Your task: Transcribe every line of the records verbatim.

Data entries
BEGIN

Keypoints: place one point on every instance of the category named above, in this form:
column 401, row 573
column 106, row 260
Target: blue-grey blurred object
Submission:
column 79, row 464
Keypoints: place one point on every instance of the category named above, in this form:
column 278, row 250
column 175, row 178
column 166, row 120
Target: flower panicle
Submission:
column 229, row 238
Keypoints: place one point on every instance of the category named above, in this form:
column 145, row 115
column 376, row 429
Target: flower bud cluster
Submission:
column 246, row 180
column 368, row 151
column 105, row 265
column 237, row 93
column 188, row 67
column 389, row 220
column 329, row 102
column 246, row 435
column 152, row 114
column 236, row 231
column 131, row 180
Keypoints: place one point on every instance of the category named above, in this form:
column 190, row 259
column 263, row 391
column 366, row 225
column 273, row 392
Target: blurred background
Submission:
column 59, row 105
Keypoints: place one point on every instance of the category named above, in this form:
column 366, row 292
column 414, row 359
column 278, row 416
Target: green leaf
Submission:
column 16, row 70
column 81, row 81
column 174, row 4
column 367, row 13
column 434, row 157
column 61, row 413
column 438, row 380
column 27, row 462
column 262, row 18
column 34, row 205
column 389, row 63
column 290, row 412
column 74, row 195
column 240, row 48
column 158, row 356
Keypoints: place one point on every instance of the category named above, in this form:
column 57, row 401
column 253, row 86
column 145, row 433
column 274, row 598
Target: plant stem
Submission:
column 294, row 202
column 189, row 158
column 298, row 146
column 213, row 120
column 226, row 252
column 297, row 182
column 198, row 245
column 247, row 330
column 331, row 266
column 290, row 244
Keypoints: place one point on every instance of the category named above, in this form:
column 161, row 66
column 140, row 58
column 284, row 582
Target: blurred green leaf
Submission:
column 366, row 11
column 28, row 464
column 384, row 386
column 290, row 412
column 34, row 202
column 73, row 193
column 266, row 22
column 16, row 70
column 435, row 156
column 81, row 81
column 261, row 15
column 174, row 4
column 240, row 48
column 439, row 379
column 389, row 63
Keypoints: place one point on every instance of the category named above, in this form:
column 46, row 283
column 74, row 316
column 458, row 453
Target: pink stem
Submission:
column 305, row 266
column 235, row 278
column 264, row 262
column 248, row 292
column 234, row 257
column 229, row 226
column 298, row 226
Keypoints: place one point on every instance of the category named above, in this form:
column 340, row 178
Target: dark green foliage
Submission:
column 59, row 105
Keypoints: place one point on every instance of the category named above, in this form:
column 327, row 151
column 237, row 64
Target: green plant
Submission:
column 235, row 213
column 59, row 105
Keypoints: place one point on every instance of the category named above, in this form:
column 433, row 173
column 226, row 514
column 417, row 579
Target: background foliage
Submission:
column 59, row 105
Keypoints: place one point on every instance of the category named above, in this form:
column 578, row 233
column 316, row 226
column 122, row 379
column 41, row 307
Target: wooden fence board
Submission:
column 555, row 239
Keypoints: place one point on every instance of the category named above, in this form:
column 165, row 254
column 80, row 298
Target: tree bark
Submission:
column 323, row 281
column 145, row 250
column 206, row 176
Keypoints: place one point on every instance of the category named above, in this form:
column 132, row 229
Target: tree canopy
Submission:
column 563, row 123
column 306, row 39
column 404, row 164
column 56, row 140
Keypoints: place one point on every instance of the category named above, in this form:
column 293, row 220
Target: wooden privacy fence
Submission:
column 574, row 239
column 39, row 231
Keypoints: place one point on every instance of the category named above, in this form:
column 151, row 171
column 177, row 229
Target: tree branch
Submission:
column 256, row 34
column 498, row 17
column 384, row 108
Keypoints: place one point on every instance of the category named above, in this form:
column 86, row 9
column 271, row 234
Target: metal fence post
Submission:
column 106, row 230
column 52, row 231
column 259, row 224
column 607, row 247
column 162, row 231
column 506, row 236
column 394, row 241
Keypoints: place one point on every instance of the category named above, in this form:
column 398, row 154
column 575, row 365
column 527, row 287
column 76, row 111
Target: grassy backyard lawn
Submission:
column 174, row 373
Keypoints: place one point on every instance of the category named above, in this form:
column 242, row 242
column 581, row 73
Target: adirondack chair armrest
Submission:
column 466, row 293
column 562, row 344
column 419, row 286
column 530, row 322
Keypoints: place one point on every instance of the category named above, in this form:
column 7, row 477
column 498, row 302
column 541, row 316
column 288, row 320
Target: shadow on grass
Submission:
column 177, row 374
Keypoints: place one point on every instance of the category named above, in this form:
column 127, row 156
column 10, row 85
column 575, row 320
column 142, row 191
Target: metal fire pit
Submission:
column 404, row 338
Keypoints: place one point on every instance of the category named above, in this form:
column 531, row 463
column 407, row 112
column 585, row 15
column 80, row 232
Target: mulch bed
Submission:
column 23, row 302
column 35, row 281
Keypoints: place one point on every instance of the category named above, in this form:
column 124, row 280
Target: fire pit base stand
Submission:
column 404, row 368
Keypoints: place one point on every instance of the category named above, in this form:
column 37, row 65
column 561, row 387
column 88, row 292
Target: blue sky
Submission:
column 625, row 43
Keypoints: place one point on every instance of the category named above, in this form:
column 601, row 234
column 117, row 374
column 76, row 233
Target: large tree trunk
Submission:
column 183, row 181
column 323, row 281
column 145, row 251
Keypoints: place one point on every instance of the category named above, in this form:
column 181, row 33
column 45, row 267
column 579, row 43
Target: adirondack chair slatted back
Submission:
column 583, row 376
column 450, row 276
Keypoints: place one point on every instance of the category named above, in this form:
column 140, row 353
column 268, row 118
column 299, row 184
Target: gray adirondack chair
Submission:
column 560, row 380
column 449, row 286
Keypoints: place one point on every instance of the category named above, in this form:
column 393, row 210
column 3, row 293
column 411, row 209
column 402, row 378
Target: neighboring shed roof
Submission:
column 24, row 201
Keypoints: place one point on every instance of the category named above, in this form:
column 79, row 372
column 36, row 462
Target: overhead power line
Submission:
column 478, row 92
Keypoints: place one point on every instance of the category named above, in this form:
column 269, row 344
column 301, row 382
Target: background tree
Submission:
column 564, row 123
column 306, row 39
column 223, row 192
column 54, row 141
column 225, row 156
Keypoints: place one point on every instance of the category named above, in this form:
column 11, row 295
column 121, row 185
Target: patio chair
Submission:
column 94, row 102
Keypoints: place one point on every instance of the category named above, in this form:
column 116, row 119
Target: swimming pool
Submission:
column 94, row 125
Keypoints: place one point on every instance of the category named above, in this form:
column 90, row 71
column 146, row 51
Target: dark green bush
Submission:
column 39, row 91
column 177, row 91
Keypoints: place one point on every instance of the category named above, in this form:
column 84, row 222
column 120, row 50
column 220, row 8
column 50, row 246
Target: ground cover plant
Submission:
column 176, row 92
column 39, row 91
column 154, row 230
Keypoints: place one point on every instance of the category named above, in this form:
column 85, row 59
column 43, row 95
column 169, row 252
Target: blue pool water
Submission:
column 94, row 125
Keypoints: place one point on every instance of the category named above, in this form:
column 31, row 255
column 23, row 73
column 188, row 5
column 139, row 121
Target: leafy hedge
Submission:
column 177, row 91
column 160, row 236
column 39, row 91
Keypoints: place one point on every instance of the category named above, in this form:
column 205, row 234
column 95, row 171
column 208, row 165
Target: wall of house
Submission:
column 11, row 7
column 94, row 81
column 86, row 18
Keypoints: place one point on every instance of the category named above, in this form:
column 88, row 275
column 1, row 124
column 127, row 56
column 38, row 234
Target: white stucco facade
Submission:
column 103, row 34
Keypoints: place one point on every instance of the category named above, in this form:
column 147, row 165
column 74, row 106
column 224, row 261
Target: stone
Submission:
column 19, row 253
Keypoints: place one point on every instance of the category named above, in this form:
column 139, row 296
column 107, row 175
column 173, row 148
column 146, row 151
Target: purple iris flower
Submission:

END

Answer for this exercise:
Keypoints: place one point on every instance of the category named above, in this form:
column 401, row 573
column 106, row 260
Target: blue-grey blurred object
Submission:
column 79, row 464
Keypoints: place one point on every instance of the category named above, in this form:
column 278, row 250
column 175, row 178
column 166, row 120
Target: flower panicle
Submission:
column 229, row 238
Keypoints: place one point on every instance of the category named above, in this form:
column 145, row 115
column 376, row 429
Target: flower bud cluster
Submission:
column 246, row 180
column 368, row 151
column 105, row 265
column 237, row 93
column 188, row 67
column 389, row 220
column 329, row 102
column 246, row 435
column 152, row 114
column 236, row 231
column 131, row 180
Keypoints: place one point on every instance of the category named above, in this form:
column 190, row 259
column 263, row 391
column 366, row 225
column 273, row 392
Target: blurred background
Submission:
column 59, row 105
Keypoints: place one point on every instance of the category named above, in this form:
column 366, row 292
column 414, row 359
column 278, row 416
Target: green leaf
Submission:
column 16, row 70
column 81, row 81
column 174, row 4
column 367, row 13
column 434, row 157
column 61, row 413
column 438, row 380
column 27, row 462
column 262, row 18
column 34, row 205
column 389, row 63
column 290, row 412
column 74, row 195
column 240, row 48
column 158, row 356
Keypoints: place one point on every instance of the category named above, in this form:
column 57, row 401
column 253, row 86
column 145, row 433
column 274, row 598
Target: plant stem
Submission:
column 294, row 202
column 189, row 158
column 298, row 146
column 213, row 120
column 226, row 252
column 297, row 182
column 198, row 245
column 247, row 330
column 331, row 266
column 290, row 244
Keypoints: place one point on every instance of the category named above, in this form:
column 161, row 66
column 140, row 58
column 284, row 582
Target: blurred green leaf
Submission:
column 366, row 11
column 28, row 464
column 384, row 386
column 290, row 412
column 34, row 202
column 73, row 193
column 266, row 22
column 16, row 70
column 435, row 156
column 81, row 81
column 261, row 15
column 174, row 4
column 240, row 48
column 439, row 379
column 389, row 63
Keypoints: place one point on every instance of the category named above, in this form:
column 46, row 283
column 74, row 316
column 458, row 453
Target: pink stem
Submission:
column 305, row 266
column 235, row 278
column 264, row 262
column 248, row 292
column 234, row 257
column 229, row 226
column 298, row 226
Keypoints: place one point on every instance of the category named above, in this form:
column 340, row 178
Target: dark green foliage
Submission:
column 59, row 105
Keypoints: place one point on every instance of the category named above, in this form:
column 327, row 151
column 237, row 64
Target: green plant
Submission:
column 235, row 213
column 59, row 105
Keypoints: place one point on every instance of the category named above, in this form:
column 433, row 173
column 226, row 514
column 417, row 579
Target: background foliage
Submission:
column 59, row 105
Keypoints: place one point on every instance of the category named above, in this form:
column 578, row 233
column 316, row 226
column 122, row 379
column 41, row 307
Target: wooden fence board
Submission:
column 555, row 239
Keypoints: place one point on every instance of the category named above, in this form:
column 165, row 254
column 80, row 298
Target: tree bark
Submission:
column 323, row 281
column 145, row 250
column 206, row 176
Keypoints: place one point on every instance of the category named above, in this form:
column 132, row 229
Target: tree canopy
Submission:
column 563, row 123
column 306, row 39
column 404, row 164
column 56, row 140
Keypoints: place one point on every instance of the category named above, in this form:
column 293, row 220
Target: wooden privacy fence
Submission:
column 574, row 239
column 39, row 231
Keypoints: place one point on every instance of the category named above, in this form:
column 151, row 171
column 177, row 229
Target: tree branch
Submission:
column 256, row 34
column 498, row 17
column 384, row 108
Keypoints: place one point on every instance of the category named above, in this form:
column 86, row 9
column 271, row 234
Target: metal fence post
Submission:
column 106, row 230
column 52, row 231
column 259, row 224
column 607, row 247
column 162, row 231
column 506, row 236
column 394, row 241
Keypoints: place one point on every instance of the category named above, in this form:
column 398, row 154
column 575, row 365
column 527, row 287
column 76, row 111
Target: grassy backyard lawn
Submission:
column 174, row 373
Keypoints: place one point on every instance of the category named above, in this form:
column 242, row 242
column 581, row 73
Target: adirondack chair armrest
Submission:
column 466, row 293
column 562, row 344
column 419, row 286
column 530, row 322
Keypoints: place one point on every instance of the category named above, in this form:
column 7, row 477
column 498, row 302
column 541, row 316
column 288, row 320
Target: shadow on grass
Submission:
column 177, row 374
Keypoints: place one point on every instance of the category named above, in this form:
column 127, row 156
column 10, row 85
column 575, row 320
column 142, row 191
Target: metal fire pit
Submission:
column 404, row 338
Keypoints: place one point on every instance of the category named above, in this form:
column 531, row 463
column 407, row 112
column 585, row 15
column 80, row 232
Target: mulch bed
Submission:
column 23, row 302
column 35, row 281
Keypoints: place one point on every instance of the category named above, in this form:
column 124, row 280
Target: fire pit base stand
Submission:
column 404, row 368
Keypoints: place one point on every instance of the category named above, in this form:
column 37, row 65
column 561, row 387
column 88, row 292
Target: blue sky
Submission:
column 625, row 43
Keypoints: place one point on every instance of the category named above, in this form:
column 601, row 234
column 117, row 374
column 76, row 233
Target: large tree trunk
Submission:
column 183, row 181
column 323, row 281
column 145, row 251
Keypoints: place one point on every instance of the category named above, in this form:
column 181, row 33
column 45, row 267
column 579, row 43
Target: adirondack chair slatted back
Submission:
column 583, row 376
column 450, row 276
Keypoints: place one point on every instance of the category named above, in this form:
column 140, row 353
column 268, row 118
column 299, row 184
Target: gray adirondack chair
Submission:
column 560, row 380
column 449, row 286
Keypoints: place one point on every instance of the category named above, in this form:
column 393, row 210
column 3, row 293
column 411, row 209
column 402, row 378
Target: neighboring shed roof
Submission:
column 24, row 201
Keypoints: place one point on every instance of the category named above, in this form:
column 79, row 372
column 36, row 462
Target: overhead power line
Submission:
column 478, row 92
Keypoints: place one point on every instance of the category named above, in this form:
column 269, row 344
column 301, row 382
Target: background tree
Submission:
column 564, row 123
column 306, row 39
column 223, row 192
column 54, row 141
column 225, row 156
Keypoints: place one point on every instance of the category named above, in this form:
column 11, row 295
column 121, row 185
Target: patio chair
Submission:
column 94, row 102
Keypoints: place one point on every instance of the category named above, in this form:
column 116, row 119
Target: swimming pool
Submission:
column 94, row 125
Keypoints: place one point on every instance of the category named above, in this form:
column 90, row 71
column 146, row 51
Target: dark green bush
Submission:
column 39, row 91
column 177, row 91
Keypoints: place one point on every instance of the category named above, in this form:
column 84, row 222
column 120, row 50
column 220, row 8
column 50, row 246
Target: ground cover plant
Submission:
column 176, row 92
column 39, row 91
column 154, row 230
Keypoints: place one point on every instance of the category named above, in this form:
column 85, row 59
column 43, row 95
column 169, row 252
Target: blue pool water
Submission:
column 94, row 125
Keypoints: place one point on every instance of the category named above, in this form:
column 31, row 255
column 23, row 73
column 188, row 5
column 139, row 121
Target: leafy hedge
Submission:
column 177, row 91
column 160, row 236
column 39, row 91
Keypoints: place one point on every instance of the category named above, in this form:
column 205, row 234
column 95, row 171
column 208, row 165
Target: wall of house
Submission:
column 11, row 7
column 94, row 81
column 86, row 18
Keypoints: place one point on every instance of the category named above, in this form:
column 88, row 275
column 1, row 124
column 127, row 56
column 38, row 234
Target: white stucco facade
Submission:
column 103, row 34
Keypoints: place one point on every instance of the category named above, in this form:
column 147, row 165
column 74, row 106
column 224, row 261
Target: stone
Submission:
column 19, row 253
Keypoints: place one point on every instance of the category named above, in this form:
column 139, row 296
column 107, row 175
column 173, row 148
column 146, row 151
Target: purple iris flower
Submission:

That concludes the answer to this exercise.